Task objective
What follows is a set of records; restate each one word for word and drop the pictures.

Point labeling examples

** begin **

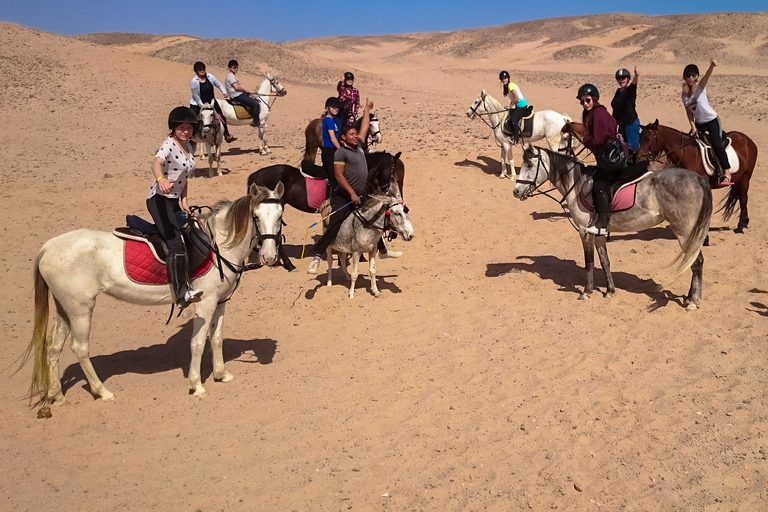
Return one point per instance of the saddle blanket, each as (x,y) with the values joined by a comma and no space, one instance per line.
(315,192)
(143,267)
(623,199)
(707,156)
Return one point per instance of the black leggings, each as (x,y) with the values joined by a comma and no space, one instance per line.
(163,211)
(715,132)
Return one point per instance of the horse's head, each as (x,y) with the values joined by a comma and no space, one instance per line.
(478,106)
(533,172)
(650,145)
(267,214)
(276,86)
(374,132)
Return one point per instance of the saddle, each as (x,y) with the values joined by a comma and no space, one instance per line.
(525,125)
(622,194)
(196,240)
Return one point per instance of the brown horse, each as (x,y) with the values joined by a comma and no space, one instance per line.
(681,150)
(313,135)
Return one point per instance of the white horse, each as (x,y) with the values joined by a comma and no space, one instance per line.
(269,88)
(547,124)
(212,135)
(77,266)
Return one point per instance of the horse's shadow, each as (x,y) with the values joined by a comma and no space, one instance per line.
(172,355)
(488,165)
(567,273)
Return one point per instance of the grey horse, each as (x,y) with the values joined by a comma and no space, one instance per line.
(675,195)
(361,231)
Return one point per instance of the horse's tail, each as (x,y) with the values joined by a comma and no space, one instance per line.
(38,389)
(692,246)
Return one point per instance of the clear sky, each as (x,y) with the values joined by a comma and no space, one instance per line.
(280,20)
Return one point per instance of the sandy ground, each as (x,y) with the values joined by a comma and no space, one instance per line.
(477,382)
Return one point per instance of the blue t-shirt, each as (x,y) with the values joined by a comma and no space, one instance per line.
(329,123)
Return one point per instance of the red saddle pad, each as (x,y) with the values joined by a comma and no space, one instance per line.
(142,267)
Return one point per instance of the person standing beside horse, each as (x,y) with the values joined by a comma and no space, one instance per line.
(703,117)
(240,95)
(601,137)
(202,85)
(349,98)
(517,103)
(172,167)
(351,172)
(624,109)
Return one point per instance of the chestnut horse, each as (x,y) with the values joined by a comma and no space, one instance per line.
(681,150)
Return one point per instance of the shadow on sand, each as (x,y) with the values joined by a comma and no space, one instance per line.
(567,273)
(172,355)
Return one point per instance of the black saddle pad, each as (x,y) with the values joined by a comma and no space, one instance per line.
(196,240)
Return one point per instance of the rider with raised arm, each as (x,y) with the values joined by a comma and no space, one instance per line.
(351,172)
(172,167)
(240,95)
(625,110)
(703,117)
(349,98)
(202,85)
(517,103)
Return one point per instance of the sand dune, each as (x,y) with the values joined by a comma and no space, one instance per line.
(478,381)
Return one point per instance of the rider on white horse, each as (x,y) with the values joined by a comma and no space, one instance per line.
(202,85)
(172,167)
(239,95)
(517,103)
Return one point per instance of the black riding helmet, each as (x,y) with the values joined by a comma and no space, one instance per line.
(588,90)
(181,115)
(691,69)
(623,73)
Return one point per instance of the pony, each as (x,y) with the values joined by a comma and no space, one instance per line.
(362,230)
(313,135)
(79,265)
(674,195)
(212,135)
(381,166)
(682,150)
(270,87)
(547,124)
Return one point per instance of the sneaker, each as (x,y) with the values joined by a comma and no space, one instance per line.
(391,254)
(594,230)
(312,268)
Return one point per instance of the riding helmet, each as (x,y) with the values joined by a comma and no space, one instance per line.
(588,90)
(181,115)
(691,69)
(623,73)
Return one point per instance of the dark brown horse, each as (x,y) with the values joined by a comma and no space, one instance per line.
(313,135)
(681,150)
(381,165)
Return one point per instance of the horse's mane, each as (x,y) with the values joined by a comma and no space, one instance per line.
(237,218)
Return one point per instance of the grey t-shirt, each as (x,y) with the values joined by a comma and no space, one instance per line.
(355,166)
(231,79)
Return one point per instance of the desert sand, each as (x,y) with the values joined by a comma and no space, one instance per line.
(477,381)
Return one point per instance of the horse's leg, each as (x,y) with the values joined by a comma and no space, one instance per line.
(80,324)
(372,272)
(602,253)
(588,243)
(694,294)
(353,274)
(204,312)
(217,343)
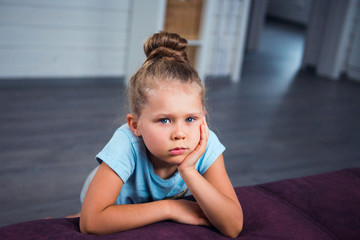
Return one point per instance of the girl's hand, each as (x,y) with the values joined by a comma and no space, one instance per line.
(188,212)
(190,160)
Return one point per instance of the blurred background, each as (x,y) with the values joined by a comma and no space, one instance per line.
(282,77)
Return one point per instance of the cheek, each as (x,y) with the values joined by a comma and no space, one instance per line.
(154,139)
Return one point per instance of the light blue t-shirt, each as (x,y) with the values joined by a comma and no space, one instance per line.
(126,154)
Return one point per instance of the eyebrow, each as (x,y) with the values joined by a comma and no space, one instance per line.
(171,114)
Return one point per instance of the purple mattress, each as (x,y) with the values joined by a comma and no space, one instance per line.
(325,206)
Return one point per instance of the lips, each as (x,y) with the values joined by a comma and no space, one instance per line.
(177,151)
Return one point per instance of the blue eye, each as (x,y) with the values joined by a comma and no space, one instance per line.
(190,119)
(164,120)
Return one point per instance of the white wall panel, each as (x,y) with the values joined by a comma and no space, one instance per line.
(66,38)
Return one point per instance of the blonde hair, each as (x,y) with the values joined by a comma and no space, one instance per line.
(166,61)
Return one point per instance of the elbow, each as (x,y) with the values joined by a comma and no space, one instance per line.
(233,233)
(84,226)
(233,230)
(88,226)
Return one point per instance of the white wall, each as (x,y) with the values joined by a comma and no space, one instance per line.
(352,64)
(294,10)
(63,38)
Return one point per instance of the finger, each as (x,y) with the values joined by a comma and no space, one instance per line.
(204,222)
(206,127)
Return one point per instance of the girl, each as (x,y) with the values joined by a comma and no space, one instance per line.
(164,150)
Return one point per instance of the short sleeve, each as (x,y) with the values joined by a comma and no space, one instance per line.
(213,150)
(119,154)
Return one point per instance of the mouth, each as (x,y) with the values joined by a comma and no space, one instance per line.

** end **

Response below
Return one point per instance of the saddle blanket, each as (x,y) with the values joined by a comma and no space, one instance per line.
(315,192)
(143,267)
(623,199)
(707,156)
Return one point per instance of the black leggings, each as (x,y) with the values joined by a comma and no space, one instance per line.
(163,211)
(715,132)
Return one point per instance of the horse's head, each as (x,y) with the values joined by a comma and no space, one instance per line.
(478,106)
(533,172)
(650,145)
(267,214)
(276,86)
(374,132)
Return one point per instance of the saddle, each as (x,y) with the values joined by a comma and no space, one instance per line.
(525,125)
(622,194)
(196,240)
Return one point per instance of the brown horse, each as (x,y) with the values joined by a comma and no space, one instance per line.
(681,150)
(313,135)
Return one point per instance of the white horse, each as (x,y) with the values joined by a comma and no space, one instance per line.
(269,88)
(547,124)
(212,135)
(77,266)
Return one point per instance of the horse's shadow, each as (x,y) with the values joined by a comma and no space, one instance per line.
(172,355)
(488,165)
(567,273)
Return one point per instance of the grey horse, each as (x,y) with the values joined by a comma and no space, one instance per line.
(675,195)
(361,231)
Return one point per instance of the horse's tail, each as (x,y) with the values joined by a comma and no space, one instance per line.
(38,389)
(692,246)
Return one point per instance of the clear sky, each as (x,y) with the values joined by a comma and no space, one instance per line.
(280,20)
Return one point per instance of the sandy ground, each as (x,y) with the values joined by a comma and no space, one instance per line.
(477,382)
Return one point per instance of the blue t-shirt, each as (x,y) with the values joined by a comma and no space, one instance per line.
(329,123)
Return one point per instance of the red saddle pad, each as (x,y) with the values joined by a comma and no space, one instance per line.
(142,267)
Return one point per instance of the person standing beside horse, each as (x,y) with the values joined by a comma and no space, one instance per line.
(703,117)
(240,95)
(601,137)
(202,85)
(349,98)
(517,103)
(172,167)
(351,172)
(624,109)
Return one point per instance of the chestnut horse, each as (x,y) with the values joined by a comma and no space, one instance per line.
(681,150)
Return one point per instance of the shadow on sand, each as (x,y) with the values joined by a comma and no space, one instance per line.
(567,273)
(172,355)
Return one point per instance of the black saddle pad, each as (x,y) with the values joined by a comma and no space, one instance per line.
(196,240)
Return one point per instance of the rider with raised arm, each as (x,y) with the values joined by a comma and no space, one instance per line.
(351,172)
(172,167)
(240,95)
(625,110)
(703,117)
(349,98)
(202,85)
(517,103)
Return one point per instance of the sand dune, each as (x,y) with the values joined by a comma and no space, one instance per line.
(478,381)
Return one point per instance of the rider on white horse, each as (x,y) with the values joined by a comma and no space, one instance per line.
(202,85)
(172,167)
(239,95)
(517,103)
Return one point per instance of the black riding helmet, each as (x,y) with the values joined by a comma and no space, one instance per line.
(588,90)
(181,115)
(691,69)
(623,73)
Return one point per instance of the pony, each as (x,y) with the values joined by a comma and no space, one instance per line.
(362,230)
(313,135)
(79,265)
(674,195)
(212,135)
(381,166)
(682,150)
(270,87)
(547,124)
Return one point per instance of the sneaker, each as (x,y) with the values joined by a comma and no space, one instance per line.
(391,254)
(594,230)
(312,268)
Return one point per instance of the riding helmet, each as (x,y) with the values joined by a comma and no space, one instance per line.
(588,90)
(181,115)
(691,69)
(623,73)
Return one point per instance of the dark brown horse, each as (x,y) with the values joined by a comma and no space, one instance per line.
(313,135)
(681,150)
(381,165)
Return one point per instance of the horse's mane, each as (x,y) with the values joined by a comma and no space, one instance per line.
(237,218)
Return one point per instance of the grey t-shirt, each as (x,y) with the values joined by a comma and no space, one instance per line.
(355,166)
(231,79)
Return one point per instance of the desert sand, each as (x,y) with the values joined by a comma and no space, one instance per line.
(477,381)
Return one point per instance of the horse's leg, each as (x,y) with the values joined by a comma and no space, one instance per line.
(80,324)
(372,272)
(602,253)
(588,243)
(694,294)
(353,274)
(204,312)
(217,343)
Return one point per instance of the girl's hand, each as (x,y) with the values joined by a comma and no space, one instance per line.
(188,212)
(190,160)
Return one point per instance of the blurred background, each as (x,y) with the values joined by a comma and no space, one instance per line.
(282,77)
Return one point per instance of the cheek, each as (x,y) with the values joined by a comma and no space, one instance per line.
(154,139)
Return one point per instance of the light blue t-shirt, each as (x,y) with the values joined by a comma and no space, one instance per line.
(126,154)
Return one point per instance of the eyebrow, each as (x,y) with the values joined by a comma and no space, one instance per line.
(171,114)
Return one point per instance of the purple mattress, each as (x,y) with the values joined by a comma and no space, one instance per line.
(325,206)
Return one point per instance of the lips, each as (x,y) with the values joined by a comma and no space, one instance per line.
(177,151)
Return one point per instance of the blue eye, each as (x,y) with the values joined by a comma and no space, one instance per line.
(190,119)
(164,120)
Return one point per instance of the white wall panel, each as (x,y) with the values joined by a comma and no space, one instance per line.
(66,38)
Return one point per instance of the blonde hair, each as (x,y) with the values joined by a comma and no space, one instance per line.
(166,61)
Return one point per instance of the elbow, each as (x,y) with the values joined by a comma and no space, one instance per line.
(233,233)
(84,226)
(233,230)
(88,226)
Return one point per instance of the white wall, each as (x,y) with the values joined by a comma and no space, one instance per line.
(352,64)
(294,10)
(63,38)
Return one point per instance of the finger, each as (x,y) with the values joined by a comma and no space, one instance per line.
(204,222)
(206,127)
Return one point per instance of the girl, each as (x,y) with the values joined by a comma and no space, one instance per line.
(164,150)
Return one point per instance of the short sleeve, each as (x,y) with the values joined by a comma and no space, one instance per line.
(213,150)
(119,154)
Return one point per instance of the mouth, each as (x,y) with the values joined by a comma and no space, one instance per line.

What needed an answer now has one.